■ ROWS:
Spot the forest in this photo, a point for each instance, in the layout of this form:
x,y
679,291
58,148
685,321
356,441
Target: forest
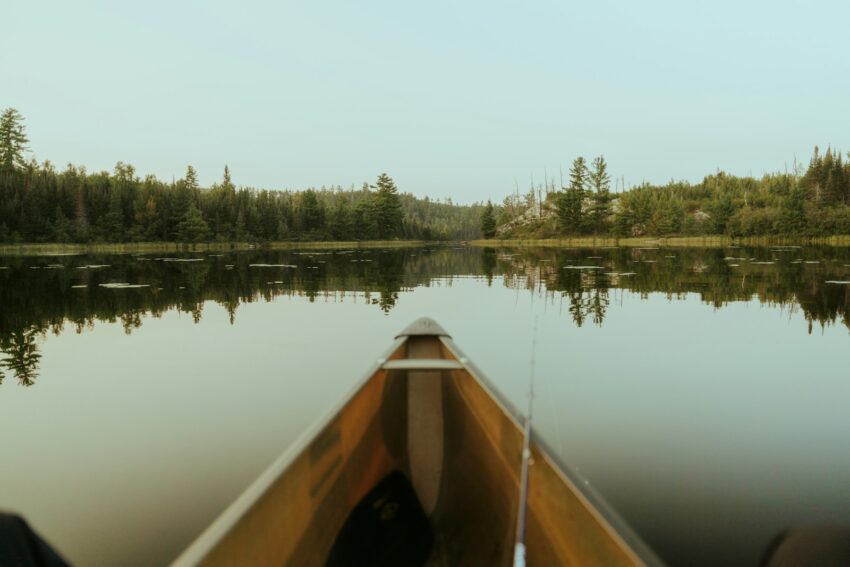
x,y
810,203
39,203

■ OBJECTIVE: Write out every line of the material again, requests included, and add 68 to each coordinate in the answers, leaving the numbers in the requests and their format samples unchanged. Omit the pictures from your answer.

■ RESPONSE FOR THIS EXERCISE:
Spot the forest in this photo, a point for each instance, in the layout of this form:
x,y
679,291
58,148
685,321
356,441
Target: forest
x,y
878,271
107,271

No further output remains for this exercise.